## DIRECTIVE
Copy out every line of the rows below, from the very start through the line containing "[419,464,787,675]", both ends included, leaving the other text unchanged but multiplying each bounding-box coordinate by 0.55 and rounding it to a whole number, with halves going up. Please leave the pictures out.
— START DATA LINES —
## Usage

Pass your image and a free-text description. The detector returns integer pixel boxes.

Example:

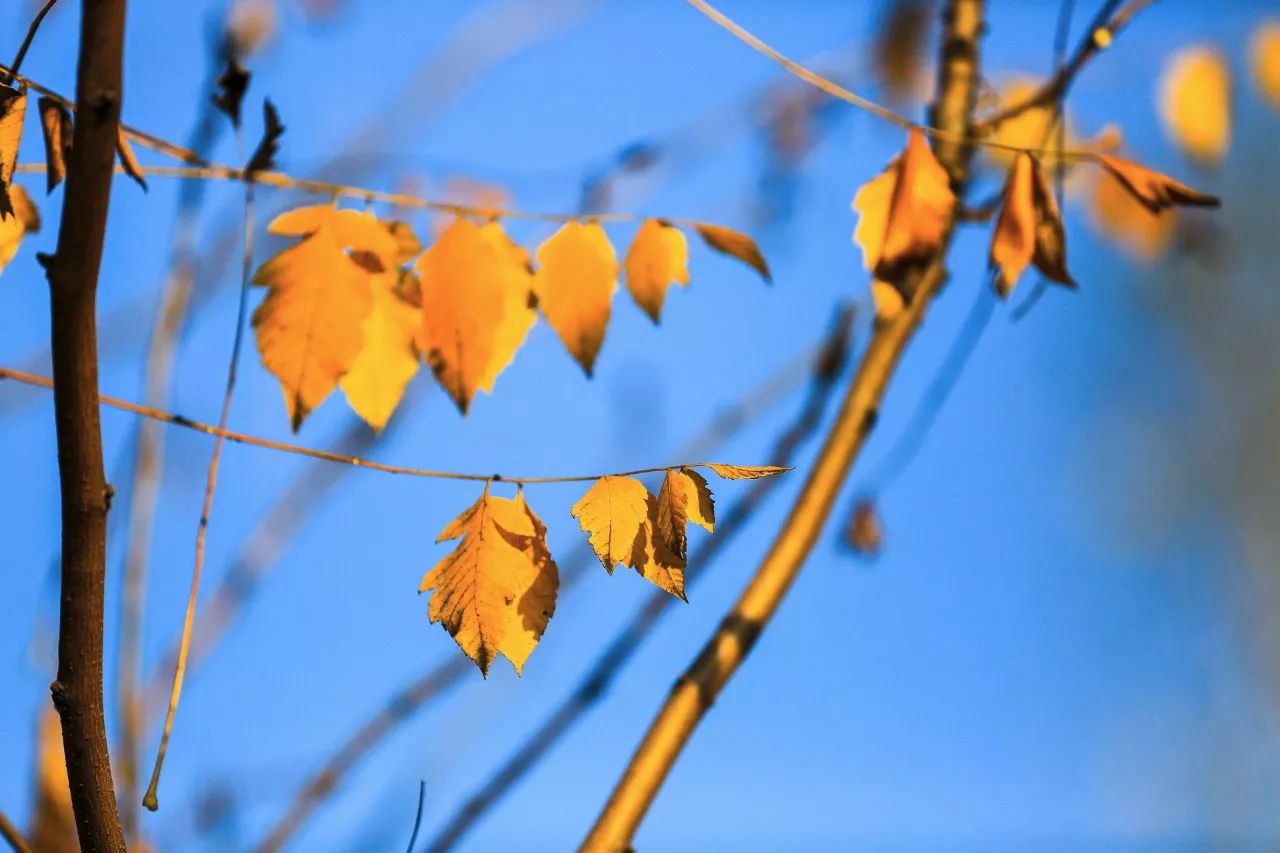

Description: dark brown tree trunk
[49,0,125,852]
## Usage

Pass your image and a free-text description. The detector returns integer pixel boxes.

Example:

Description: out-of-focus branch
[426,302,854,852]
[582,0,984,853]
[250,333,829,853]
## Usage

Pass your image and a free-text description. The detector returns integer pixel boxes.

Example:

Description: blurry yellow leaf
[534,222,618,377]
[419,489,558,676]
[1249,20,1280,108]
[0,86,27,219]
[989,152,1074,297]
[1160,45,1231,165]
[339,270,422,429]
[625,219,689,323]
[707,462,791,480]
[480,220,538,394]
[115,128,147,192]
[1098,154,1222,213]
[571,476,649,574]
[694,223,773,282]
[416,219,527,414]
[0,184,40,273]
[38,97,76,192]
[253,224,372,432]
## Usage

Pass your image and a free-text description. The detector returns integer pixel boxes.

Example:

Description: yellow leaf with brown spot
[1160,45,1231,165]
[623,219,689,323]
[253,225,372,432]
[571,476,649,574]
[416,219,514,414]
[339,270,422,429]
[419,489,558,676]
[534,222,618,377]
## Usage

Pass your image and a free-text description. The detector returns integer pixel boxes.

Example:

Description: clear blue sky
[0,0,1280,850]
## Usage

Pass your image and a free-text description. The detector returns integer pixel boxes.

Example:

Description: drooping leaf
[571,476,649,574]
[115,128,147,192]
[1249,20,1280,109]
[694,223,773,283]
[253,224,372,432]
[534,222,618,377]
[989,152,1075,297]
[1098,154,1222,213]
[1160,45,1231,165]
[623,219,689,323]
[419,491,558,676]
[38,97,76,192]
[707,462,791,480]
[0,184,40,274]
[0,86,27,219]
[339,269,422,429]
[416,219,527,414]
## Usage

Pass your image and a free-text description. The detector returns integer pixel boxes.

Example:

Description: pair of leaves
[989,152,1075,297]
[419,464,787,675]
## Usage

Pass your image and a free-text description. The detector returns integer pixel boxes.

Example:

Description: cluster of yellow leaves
— END DATA LINES —
## TASK RESULT
## Usage

Pass your image and a free-text description. The detector returns integer pixel boxes.

Example:


Description: dark brown tree trunk
[27,0,69,469]
## Usage

Pass your image and a free-text description. The detector returns integer pixel boxes.

Example:

Description: out-of-focus branch
[234,166,470,469]
[320,0,541,469]
[138,183,456,469]
## Usage

Pass your image and a free-text description. The detector returns integer pixel boxes.

Example:

Description: blurry yellow leaf
[294,122,340,207]
[230,269,307,372]
[687,11,704,59]
[0,47,15,120]
[544,84,591,163]
[638,25,677,91]
[186,149,232,236]
[344,120,379,178]
[389,254,435,264]
[264,121,296,217]
[63,70,81,106]
[604,85,672,117]
[314,262,357,316]
[382,123,425,155]
[229,120,290,228]
[0,101,22,150]
[21,53,42,106]
[139,123,205,238]
## Usage

Pass your image and a free-text description. The detector returns integer pixel boxes.

Example:

Description: yellow leaf with brown spot
[638,25,677,91]
[343,120,379,178]
[139,124,205,238]
[314,262,357,316]
[229,120,283,228]
[186,149,232,236]
[230,269,307,372]
[294,122,340,207]
## Usage

Pass your image and a free-text description. The detector returns integer pixel boxes.

Example:

Description: clear blue sky
[0,0,704,468]
## Usage

Pass your image and a free-text description. The detector returns integer pixel boxes.

Example:

Description: drooping leaf
[314,262,357,316]
[63,70,81,106]
[687,11,704,60]
[382,123,425,156]
[139,123,205,238]
[294,122,340,207]
[544,84,591,163]
[604,85,672,117]
[638,25,677,91]
[343,120,379,178]
[230,270,307,372]
[21,53,42,106]
[389,254,435,264]
[0,101,22,151]
[0,47,15,120]
[186,148,232,236]
[229,120,290,228]
## Usage

Pass your image and a free-text description. The detector returns integer pixel boxes.

Example:

Description: pair of leaves
[544,84,591,163]
[230,255,433,371]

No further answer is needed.